Aim of the exercise
Gather each line containing the string "grass" from these entries.

Data items
==========

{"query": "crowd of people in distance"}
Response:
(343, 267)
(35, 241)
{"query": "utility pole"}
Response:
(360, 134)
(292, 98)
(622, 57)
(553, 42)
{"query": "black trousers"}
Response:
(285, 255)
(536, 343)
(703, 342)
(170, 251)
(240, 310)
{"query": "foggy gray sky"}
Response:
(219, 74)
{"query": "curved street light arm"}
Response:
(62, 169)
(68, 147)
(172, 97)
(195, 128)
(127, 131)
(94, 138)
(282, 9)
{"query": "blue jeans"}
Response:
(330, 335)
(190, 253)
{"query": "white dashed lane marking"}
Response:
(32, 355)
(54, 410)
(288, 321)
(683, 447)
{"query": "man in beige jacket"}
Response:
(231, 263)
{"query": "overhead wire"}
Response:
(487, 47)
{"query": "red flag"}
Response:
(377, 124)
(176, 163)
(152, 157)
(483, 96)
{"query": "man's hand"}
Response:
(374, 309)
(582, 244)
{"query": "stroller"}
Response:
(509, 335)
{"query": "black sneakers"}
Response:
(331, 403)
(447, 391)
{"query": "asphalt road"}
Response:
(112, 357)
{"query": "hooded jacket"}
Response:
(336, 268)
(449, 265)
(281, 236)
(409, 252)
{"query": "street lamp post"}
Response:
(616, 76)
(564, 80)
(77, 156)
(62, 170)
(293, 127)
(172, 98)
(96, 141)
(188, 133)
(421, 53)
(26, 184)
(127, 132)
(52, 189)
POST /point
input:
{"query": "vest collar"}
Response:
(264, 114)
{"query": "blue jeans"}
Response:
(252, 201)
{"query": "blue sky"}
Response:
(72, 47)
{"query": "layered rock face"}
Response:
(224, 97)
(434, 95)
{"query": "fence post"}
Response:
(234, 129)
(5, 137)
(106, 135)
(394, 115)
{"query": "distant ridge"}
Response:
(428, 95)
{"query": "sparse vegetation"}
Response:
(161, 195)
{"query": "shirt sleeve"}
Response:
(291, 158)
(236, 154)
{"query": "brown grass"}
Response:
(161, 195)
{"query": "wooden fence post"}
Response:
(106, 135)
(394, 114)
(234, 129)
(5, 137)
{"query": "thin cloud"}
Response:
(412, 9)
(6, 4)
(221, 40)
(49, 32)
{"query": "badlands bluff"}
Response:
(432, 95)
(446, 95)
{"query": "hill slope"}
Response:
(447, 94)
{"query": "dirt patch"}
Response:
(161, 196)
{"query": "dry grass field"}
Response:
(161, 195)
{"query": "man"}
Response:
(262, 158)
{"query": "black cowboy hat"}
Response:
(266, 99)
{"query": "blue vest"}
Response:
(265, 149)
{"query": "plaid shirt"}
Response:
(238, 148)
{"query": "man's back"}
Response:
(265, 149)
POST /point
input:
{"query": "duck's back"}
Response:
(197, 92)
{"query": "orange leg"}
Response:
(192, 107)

==========

Result for this task
{"query": "brown grass"}
{"query": "dry grass field"}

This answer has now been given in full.